WHAT IS NEEDED: Copy every one of the following records verbatim, keeping each line unchanged.
— Begin —
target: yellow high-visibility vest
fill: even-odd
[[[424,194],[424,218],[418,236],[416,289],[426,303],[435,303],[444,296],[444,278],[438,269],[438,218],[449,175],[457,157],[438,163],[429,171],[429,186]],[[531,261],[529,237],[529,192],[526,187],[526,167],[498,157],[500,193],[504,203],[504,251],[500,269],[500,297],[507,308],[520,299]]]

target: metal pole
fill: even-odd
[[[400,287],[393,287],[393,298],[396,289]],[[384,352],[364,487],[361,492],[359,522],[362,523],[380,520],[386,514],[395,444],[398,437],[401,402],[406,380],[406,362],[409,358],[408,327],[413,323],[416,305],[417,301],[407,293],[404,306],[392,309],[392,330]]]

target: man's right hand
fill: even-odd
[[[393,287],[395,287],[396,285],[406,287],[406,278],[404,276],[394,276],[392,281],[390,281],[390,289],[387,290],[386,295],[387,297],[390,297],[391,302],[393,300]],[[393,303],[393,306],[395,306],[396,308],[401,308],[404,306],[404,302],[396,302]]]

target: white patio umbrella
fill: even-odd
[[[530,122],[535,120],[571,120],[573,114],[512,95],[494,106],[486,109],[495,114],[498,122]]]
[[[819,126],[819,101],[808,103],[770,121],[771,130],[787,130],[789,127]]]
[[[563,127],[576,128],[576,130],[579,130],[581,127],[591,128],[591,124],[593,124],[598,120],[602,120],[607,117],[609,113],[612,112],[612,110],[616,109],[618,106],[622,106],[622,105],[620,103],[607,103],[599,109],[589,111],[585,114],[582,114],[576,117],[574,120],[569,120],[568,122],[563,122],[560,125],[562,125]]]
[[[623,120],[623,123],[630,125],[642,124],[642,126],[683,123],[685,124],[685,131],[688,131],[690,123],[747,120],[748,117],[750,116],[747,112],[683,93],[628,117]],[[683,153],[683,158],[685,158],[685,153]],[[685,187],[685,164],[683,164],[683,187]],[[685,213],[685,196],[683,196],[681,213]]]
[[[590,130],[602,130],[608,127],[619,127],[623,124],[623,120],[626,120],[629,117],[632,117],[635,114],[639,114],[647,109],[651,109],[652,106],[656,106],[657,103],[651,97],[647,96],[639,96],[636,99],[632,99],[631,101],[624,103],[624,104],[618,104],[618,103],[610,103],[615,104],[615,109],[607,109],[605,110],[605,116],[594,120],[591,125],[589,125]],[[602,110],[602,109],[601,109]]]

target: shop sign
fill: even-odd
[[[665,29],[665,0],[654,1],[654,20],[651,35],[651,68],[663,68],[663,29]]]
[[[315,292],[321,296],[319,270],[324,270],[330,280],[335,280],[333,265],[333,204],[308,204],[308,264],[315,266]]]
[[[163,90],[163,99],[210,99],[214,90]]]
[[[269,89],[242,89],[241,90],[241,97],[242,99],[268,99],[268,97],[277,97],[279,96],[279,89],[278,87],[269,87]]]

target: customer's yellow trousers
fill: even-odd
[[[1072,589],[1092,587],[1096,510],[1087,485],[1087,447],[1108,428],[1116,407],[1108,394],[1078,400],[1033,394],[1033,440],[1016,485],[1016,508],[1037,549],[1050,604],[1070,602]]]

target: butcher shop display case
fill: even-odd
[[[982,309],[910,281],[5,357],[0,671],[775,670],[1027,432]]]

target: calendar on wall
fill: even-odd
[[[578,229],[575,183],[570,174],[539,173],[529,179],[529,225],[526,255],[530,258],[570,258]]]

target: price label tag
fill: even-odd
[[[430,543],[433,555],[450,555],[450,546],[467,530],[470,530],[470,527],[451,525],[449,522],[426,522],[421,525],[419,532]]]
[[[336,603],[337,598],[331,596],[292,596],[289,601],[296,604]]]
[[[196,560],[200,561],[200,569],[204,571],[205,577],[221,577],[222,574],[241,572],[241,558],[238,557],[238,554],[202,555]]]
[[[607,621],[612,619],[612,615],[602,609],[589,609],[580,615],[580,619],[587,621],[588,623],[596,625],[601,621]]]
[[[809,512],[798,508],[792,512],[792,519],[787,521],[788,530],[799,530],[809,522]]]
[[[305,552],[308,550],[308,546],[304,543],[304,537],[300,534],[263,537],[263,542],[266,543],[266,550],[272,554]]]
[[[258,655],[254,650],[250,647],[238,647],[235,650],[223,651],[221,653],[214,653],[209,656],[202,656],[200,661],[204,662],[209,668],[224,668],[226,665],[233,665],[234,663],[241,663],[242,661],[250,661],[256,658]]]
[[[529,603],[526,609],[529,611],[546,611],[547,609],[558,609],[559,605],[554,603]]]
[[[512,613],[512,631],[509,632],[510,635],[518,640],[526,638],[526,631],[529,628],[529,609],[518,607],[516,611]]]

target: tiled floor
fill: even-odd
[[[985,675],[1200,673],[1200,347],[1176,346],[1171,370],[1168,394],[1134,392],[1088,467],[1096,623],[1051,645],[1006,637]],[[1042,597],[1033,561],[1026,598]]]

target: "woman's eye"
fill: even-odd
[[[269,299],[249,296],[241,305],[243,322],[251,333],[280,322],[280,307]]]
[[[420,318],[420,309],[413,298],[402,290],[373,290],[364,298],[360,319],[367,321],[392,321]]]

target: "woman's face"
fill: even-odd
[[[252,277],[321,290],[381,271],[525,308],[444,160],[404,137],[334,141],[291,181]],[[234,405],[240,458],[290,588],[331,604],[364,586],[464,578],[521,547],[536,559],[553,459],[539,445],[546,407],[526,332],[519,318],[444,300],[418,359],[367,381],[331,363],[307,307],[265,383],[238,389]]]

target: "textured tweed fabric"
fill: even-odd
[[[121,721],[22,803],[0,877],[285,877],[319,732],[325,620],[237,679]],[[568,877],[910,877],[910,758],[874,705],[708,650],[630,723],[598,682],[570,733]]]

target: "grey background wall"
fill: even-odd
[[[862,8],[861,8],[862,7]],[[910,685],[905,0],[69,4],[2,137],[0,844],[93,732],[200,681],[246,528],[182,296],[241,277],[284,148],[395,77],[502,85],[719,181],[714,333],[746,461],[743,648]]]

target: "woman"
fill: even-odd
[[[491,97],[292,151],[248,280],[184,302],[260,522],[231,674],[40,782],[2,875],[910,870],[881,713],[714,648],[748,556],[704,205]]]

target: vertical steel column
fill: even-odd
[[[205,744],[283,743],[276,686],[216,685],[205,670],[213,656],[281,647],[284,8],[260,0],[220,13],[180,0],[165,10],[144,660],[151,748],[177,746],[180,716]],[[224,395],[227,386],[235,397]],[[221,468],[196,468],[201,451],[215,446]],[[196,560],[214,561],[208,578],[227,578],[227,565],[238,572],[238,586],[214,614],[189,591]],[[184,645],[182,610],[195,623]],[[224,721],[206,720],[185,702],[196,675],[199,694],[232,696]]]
— End —
FINAL ANSWER:
target: yellow high-visibility vest
fill: even-odd
[[[424,194],[424,218],[418,236],[416,289],[426,303],[435,303],[444,296],[444,278],[438,269],[438,218],[449,175],[457,157],[438,163],[429,171],[429,186]],[[531,261],[529,237],[529,192],[526,187],[526,167],[498,157],[500,193],[504,203],[504,251],[500,269],[500,297],[507,308],[520,299]]]

target: metal pole
fill: even-odd
[[[400,287],[393,287],[393,298],[396,289]],[[384,352],[364,487],[361,492],[359,522],[362,523],[380,520],[386,514],[395,444],[398,437],[401,402],[406,380],[406,362],[409,358],[408,327],[413,323],[416,305],[417,301],[407,293],[404,306],[392,309],[392,330]]]

target: man's right hand
fill: even-odd
[[[393,287],[395,287],[396,285],[406,287],[406,278],[404,276],[394,276],[392,281],[390,281],[390,289],[387,290],[386,295],[387,297],[390,297],[391,302],[393,300]],[[393,303],[393,306],[395,306],[396,308],[401,308],[404,306],[404,302],[396,302]]]

target: white patio umbrella
fill: even-odd
[[[530,122],[535,120],[571,120],[573,114],[512,95],[494,106],[486,109],[495,114],[498,122]]]
[[[819,126],[819,101],[808,103],[770,121],[771,130],[787,130],[789,127]]]
[[[563,127],[576,128],[576,130],[579,130],[581,127],[591,128],[591,124],[593,124],[598,120],[602,120],[607,117],[609,113],[612,112],[612,110],[616,109],[618,106],[622,106],[622,105],[620,103],[607,103],[599,109],[589,111],[585,114],[582,114],[576,117],[574,120],[569,120],[568,122],[563,122],[560,125],[562,125]]]
[[[623,120],[623,123],[630,125],[642,124],[642,126],[683,123],[685,124],[685,131],[688,131],[690,123],[747,120],[748,117],[750,116],[747,112],[683,93],[628,117]],[[683,153],[683,158],[685,158],[685,153]],[[685,187],[685,164],[683,164],[683,187]],[[685,213],[685,196],[683,196],[681,213]]]
[[[590,130],[602,130],[608,127],[619,127],[623,124],[623,120],[626,120],[629,117],[632,117],[635,114],[639,114],[647,109],[651,109],[652,106],[656,106],[657,103],[651,97],[647,96],[639,96],[636,99],[632,99],[631,101],[624,103],[624,104],[618,104],[618,103],[610,103],[615,104],[615,109],[607,109],[605,110],[605,116],[594,120],[591,125],[589,125]],[[602,110],[602,109],[601,109]]]

target: shop sign
fill: even-odd
[[[665,29],[665,0],[654,1],[654,20],[651,35],[651,68],[663,68],[663,29]]]
[[[315,292],[321,296],[319,270],[324,270],[330,280],[335,280],[333,265],[333,204],[308,204],[308,264],[315,266]]]
[[[163,90],[163,99],[210,99],[214,90]]]
[[[269,89],[242,89],[241,90],[241,97],[242,99],[268,99],[268,97],[277,97],[279,96],[279,89],[278,87],[269,87]]]

target: customer's yellow trousers
fill: even-odd
[[[1072,589],[1092,587],[1096,510],[1087,485],[1087,447],[1108,428],[1116,407],[1108,394],[1078,400],[1033,394],[1033,440],[1016,485],[1016,508],[1037,549],[1050,604],[1070,602]]]

target: butcher shop display case
fill: even-odd
[[[982,309],[910,281],[5,357],[0,671],[775,670],[1027,432]]]

target: calendar on wall
fill: even-odd
[[[578,229],[575,183],[570,174],[539,173],[529,179],[529,225],[526,255],[530,258],[570,258]]]

target: price label tag
fill: even-odd
[[[430,543],[433,555],[450,555],[450,546],[467,530],[470,530],[470,527],[451,525],[449,522],[426,522],[421,525],[419,532]]]
[[[336,603],[337,598],[331,596],[292,596],[289,601],[296,604]]]
[[[196,560],[200,561],[200,569],[204,571],[205,577],[221,577],[222,574],[241,572],[241,558],[238,557],[238,554],[202,555]]]
[[[607,621],[612,619],[612,615],[602,609],[589,609],[580,615],[580,619],[587,621],[588,623],[596,625],[601,621]]]
[[[809,512],[798,508],[792,512],[792,519],[787,521],[788,530],[799,530],[809,522]]]
[[[305,552],[308,550],[308,546],[304,543],[304,537],[300,534],[263,537],[263,542],[266,543],[266,550],[272,554]]]
[[[258,655],[254,650],[250,647],[238,647],[235,650],[223,651],[221,653],[214,653],[209,656],[202,656],[200,661],[204,662],[209,668],[224,668],[226,665],[233,665],[234,663],[241,663],[242,661],[250,661],[256,658]]]
[[[529,603],[526,609],[529,611],[546,611],[547,609],[558,609],[559,605],[554,603]]]
[[[512,613],[512,631],[509,632],[510,635],[518,640],[526,638],[526,631],[529,628],[529,609],[518,607],[516,611]]]

target: tiled floor
fill: even-odd
[[[985,675],[1200,673],[1200,347],[1176,346],[1171,370],[1168,394],[1134,392],[1088,467],[1096,623],[1051,645],[1006,637]],[[1042,597],[1033,561],[1026,598]]]

target: "woman's eye"
fill: even-odd
[[[269,299],[249,296],[241,305],[243,322],[251,333],[280,322],[280,307]]]
[[[420,318],[420,309],[413,298],[402,290],[373,290],[364,298],[360,319],[367,321],[392,321]]]

target: "woman's face"
fill: even-odd
[[[252,277],[321,290],[381,271],[525,308],[444,160],[404,137],[334,141],[291,181]],[[234,405],[240,458],[290,588],[331,604],[364,586],[464,578],[521,547],[536,559],[553,459],[539,445],[546,407],[526,332],[519,318],[444,300],[418,359],[367,381],[331,363],[307,307],[265,383],[238,389]]]

target: "textured tweed fabric"
fill: even-odd
[[[121,721],[22,803],[0,877],[285,877],[319,732],[325,620],[237,679]],[[568,877],[910,877],[910,758],[874,705],[708,650],[630,723],[598,682],[570,733]]]

target: "grey background wall"
fill: even-odd
[[[862,8],[861,8],[862,7]],[[910,685],[905,0],[69,4],[2,137],[0,844],[93,732],[200,681],[246,528],[182,296],[241,277],[284,148],[395,77],[502,85],[719,181],[714,333],[746,461],[743,648]]]

target: "woman"
fill: even-odd
[[[491,97],[292,151],[248,280],[184,302],[260,522],[231,674],[40,782],[2,875],[910,870],[881,713],[714,648],[748,556],[704,205]]]

target: vertical steel column
fill: even-odd
[[[205,744],[283,743],[276,686],[216,685],[205,670],[213,656],[281,647],[284,8],[260,0],[220,13],[180,0],[165,10],[144,660],[151,748],[177,746],[180,716]],[[224,395],[227,386],[235,397]],[[221,468],[196,468],[201,451],[215,446]],[[196,560],[214,561],[208,578],[227,578],[227,565],[238,572],[238,586],[214,614],[189,591]],[[184,645],[182,610],[195,623]],[[224,721],[206,720],[185,702],[196,675],[199,694],[232,696]]]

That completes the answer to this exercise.